[EXERCISE]: The goal is to restate all of the records below word for word.

#### MATERIAL TO PROCESS

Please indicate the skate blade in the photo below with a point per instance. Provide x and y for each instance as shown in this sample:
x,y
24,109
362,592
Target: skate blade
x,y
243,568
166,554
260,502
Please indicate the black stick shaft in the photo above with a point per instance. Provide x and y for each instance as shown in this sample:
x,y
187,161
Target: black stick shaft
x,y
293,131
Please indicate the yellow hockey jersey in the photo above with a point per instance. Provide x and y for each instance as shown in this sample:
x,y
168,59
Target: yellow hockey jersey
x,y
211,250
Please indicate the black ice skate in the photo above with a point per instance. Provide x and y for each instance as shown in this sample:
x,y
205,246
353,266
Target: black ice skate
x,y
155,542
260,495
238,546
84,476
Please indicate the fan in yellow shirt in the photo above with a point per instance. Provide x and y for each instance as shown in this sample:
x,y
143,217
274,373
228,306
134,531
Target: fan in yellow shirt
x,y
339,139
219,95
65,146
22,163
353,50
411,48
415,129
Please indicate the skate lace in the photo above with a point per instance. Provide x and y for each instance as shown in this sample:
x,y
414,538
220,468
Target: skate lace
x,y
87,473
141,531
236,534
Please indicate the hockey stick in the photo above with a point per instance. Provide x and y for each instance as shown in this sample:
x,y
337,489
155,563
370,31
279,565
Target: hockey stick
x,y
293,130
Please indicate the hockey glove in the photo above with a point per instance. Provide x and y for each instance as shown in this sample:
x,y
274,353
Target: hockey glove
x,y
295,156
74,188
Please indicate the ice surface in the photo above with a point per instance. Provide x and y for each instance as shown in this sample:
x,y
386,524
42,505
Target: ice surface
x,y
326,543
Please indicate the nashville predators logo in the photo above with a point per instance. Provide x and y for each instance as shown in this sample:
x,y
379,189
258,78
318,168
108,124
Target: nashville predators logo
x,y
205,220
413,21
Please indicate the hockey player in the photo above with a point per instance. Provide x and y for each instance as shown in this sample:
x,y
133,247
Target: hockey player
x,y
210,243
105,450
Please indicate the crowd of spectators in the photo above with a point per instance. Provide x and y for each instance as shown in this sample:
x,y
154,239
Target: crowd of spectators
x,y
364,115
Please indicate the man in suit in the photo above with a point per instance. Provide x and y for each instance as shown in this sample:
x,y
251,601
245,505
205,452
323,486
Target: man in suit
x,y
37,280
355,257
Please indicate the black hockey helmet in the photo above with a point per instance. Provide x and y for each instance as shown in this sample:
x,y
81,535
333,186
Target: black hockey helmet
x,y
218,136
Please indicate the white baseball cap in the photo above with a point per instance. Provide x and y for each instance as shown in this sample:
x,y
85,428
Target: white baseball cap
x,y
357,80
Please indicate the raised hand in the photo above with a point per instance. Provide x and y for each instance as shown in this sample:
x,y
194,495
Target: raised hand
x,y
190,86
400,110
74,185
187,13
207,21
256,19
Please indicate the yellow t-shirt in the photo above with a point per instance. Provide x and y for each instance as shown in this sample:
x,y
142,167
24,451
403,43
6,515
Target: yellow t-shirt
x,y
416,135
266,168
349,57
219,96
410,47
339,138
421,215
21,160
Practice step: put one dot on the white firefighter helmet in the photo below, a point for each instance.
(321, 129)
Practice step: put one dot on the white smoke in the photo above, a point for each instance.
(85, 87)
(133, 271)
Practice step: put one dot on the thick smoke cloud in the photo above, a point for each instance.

########

[SOLUTION]:
Please indicate the skate blade in the photo below with a point per instance. Provide x and y for each instance as shown in this sample:
x,y
24,109
362,592
Target: skate blade
x,y
243,568
166,554
260,502
Please indicate the black stick shaft in the photo above with a point per instance. Provide x and y for each instance as shown in this sample:
x,y
187,161
Target: black stick shaft
x,y
293,131
Please indicate the yellow hockey jersey in the photo above with a point per instance. Provide x and y for each instance as shown in this sample:
x,y
168,59
Target: yellow hockey jersey
x,y
211,250
Please indicate the black ice skate in the photo above with a point per instance. Provide x and y for each instance as shown in this sample:
x,y
205,246
353,266
Target: black ice skate
x,y
155,542
260,495
238,546
84,476
Please indicate the fan in yellow shirt in the photo above with a point per instance. Provide x and y for each instance as shown in this sample:
x,y
143,217
274,373
228,306
134,531
Target: fan in yellow shirt
x,y
339,139
219,95
65,146
22,163
353,50
411,48
415,129
Please indicate the skate lace in the photo above with a point per instance. Provide x and y for each instance as shown in this sample:
x,y
414,538
220,468
Target: skate lace
x,y
87,473
141,531
236,534
Please indicate the hockey stick in the photo above with a point per instance. Provide x and y for each instance as shown in this sample:
x,y
337,489
155,563
370,31
279,565
Target: hockey stick
x,y
293,130
Please indicate the hockey glove in the photo above with a point per instance. Provide x and y for each instance as shown in this sample:
x,y
274,353
Target: hockey glove
x,y
295,156
74,188
Please indicate the ice surface in the photo above with a point per instance. Provide x and y for each instance as shown in this sample:
x,y
386,524
42,505
Target: ice surface
x,y
326,543
Please indicate the nashville predators logo in the photo above with a point per instance. Provide x and y for each instance as shown in this sample:
x,y
379,189
258,78
318,168
108,124
Target: nashville predators logo
x,y
205,220
413,21
Please indicate the hockey player in the photo above with a point per instance. Provide x and y for each instance as shown in this sample:
x,y
133,247
Target: hockey player
x,y
210,243
105,450
Please indicate the crowd of spectators in the photo above with a point per instance. Provide x and y for each instance as shown in this sample:
x,y
154,239
Target: crowd of spectators
x,y
364,115
Please indicate the man in suit in the photo above with a point per instance. Provide x and y for each instance as shown in this sample:
x,y
251,601
245,505
205,452
323,486
Target: man in suit
x,y
37,280
355,257
Please indicate the black hockey helmet in the photo above with a point per instance. Provide x and y for each instance as shown in this sample:
x,y
81,535
333,186
Target: black hockey helmet
x,y
218,136
Please indicate the white baseball cap in the photo above with a point per instance. Provide x and y for each instance as shown in this sample:
x,y
85,428
Target: white baseball cap
x,y
357,80
Please indicate the raised hand in the photo above with a point per instance. Provide x and y for each instance as shown in this sample:
x,y
194,495
Target: raised hand
x,y
190,86
400,110
74,185
187,13
207,21
256,19
Please indicate the yellow t-shirt in the photo above with a point per instance. Provide x and y for each instance as shown in this sample:
x,y
142,167
24,451
403,43
6,515
Target: yellow t-shirt
x,y
416,135
266,168
349,57
219,96
410,47
339,138
421,215
21,160
Practice step: put one dot on the white firefighter helmet in the photo below, a point for each instance.
(321, 129)
Practice step: put one dot on the white smoke in the photo above, a point for each instance.
(85, 87)
(133, 271)
Practice step: put one dot on the thick smoke cloud in the photo above, a point for each instance.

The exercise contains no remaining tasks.